-- start Text segment --

[Bioperl-l] GenBankParser comparison to bioperl parser
Lincoln Stein
lstein@cshl.org
Thu, 12 Sep 2002 09:07:02 -0400
Hi John,
I love benchmarks. Particularly ones that challenge people to do better.
Just for comparison, here's the same script written with Boulder::Genbank (you
can get Boulder from CPAN if you need it). Please let me know how it does on
your test system.
Lincoln
#!/usr/bin/perl
use strict;
use Boulder::Genbank;
use constant FILE =>'gunzip -c /am/db/gb-ff/gbbct1.seq.gz |';
# use constant FILE =>'gunzip -c test.gb.gz |';
my $gb = Boulder::Genbank->newFh(-accessor=>'File',
-path => FILE);
while (my $entry = <$gb>) {
my $accession = $entry->Accession;
my ($locus) = $entry->Locus =~ /^(\S+)/;
my $definition = $entry->Definition;
print ">gi|$accession|$locus|$definition\n";
my $sequence = $entry->Sequence;
$sequence =~ s/(.{1,60})/$1\n/g; # wrap
print $sequence;
}
Lincoln
On Wednesday 11 September 2002 3:58 pm, John Kloss wrote:
> I was asked to provided some coarses tests demonstrating the features and
> speed of the GenBankParser in comparsion to the parser provided in bioperl.
> I just learned how to use the bioperl interface, so please let me know if I
> did anything stupid.
>
> In all tests I used the same flat file
>
> bct1.seq size gzipped 73679187 bytes.
>
> All tests run on a realtively loaded Sun Enterprise 4500 8 x 400Mhz sparc
> with 10Gbs ram.
>
> 1st test. Convert GenBank flat file to fasta.

-- end Text segment --
-- start Dataset --

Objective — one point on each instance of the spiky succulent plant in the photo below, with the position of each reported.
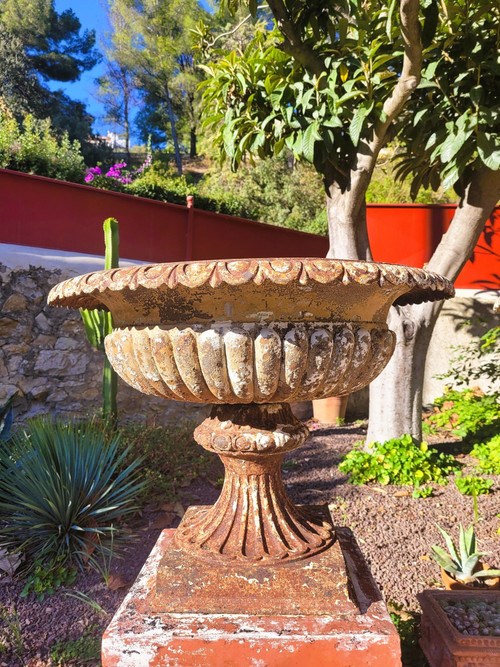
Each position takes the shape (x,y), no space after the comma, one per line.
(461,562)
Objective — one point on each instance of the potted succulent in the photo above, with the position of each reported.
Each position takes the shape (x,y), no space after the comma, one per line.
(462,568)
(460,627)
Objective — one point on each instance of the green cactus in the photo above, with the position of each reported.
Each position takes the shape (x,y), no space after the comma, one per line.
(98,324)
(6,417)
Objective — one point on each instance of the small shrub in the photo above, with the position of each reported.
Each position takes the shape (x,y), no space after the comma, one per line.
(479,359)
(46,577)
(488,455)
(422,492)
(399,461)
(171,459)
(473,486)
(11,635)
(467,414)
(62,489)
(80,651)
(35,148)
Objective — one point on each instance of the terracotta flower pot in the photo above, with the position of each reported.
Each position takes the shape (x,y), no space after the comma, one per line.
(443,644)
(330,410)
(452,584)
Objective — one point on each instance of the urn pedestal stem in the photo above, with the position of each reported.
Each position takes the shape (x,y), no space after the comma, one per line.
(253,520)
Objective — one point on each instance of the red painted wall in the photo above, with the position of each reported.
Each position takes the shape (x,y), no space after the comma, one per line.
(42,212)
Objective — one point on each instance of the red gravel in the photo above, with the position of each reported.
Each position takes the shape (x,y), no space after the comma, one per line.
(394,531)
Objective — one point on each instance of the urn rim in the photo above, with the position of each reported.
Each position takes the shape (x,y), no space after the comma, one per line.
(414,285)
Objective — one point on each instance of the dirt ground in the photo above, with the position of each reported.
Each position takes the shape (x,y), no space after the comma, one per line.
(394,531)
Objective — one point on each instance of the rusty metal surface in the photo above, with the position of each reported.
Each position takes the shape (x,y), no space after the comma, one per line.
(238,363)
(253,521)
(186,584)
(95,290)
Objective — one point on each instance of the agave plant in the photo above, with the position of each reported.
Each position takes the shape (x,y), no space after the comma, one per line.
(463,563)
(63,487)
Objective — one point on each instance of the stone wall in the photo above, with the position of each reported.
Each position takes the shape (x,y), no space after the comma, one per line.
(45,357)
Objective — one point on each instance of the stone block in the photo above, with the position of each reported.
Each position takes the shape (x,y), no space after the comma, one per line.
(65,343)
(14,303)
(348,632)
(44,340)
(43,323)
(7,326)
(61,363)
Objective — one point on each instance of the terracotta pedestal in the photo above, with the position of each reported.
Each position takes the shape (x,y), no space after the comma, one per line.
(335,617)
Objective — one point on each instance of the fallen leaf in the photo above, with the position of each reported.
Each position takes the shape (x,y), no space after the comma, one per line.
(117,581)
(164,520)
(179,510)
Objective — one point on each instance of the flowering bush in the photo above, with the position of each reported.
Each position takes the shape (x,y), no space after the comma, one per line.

-- end Dataset --

Task to complete ▸
Quote the passage of the GenBank parser thread above word for word, starting at "Just for comparison, here's" and ending at "your test system.".

Reply to the task ▸
Just for comparison, here's the same script written with Boulder::Genbank (you
can get Boulder from CPAN if you need it). Please let me know how it does on
your test system.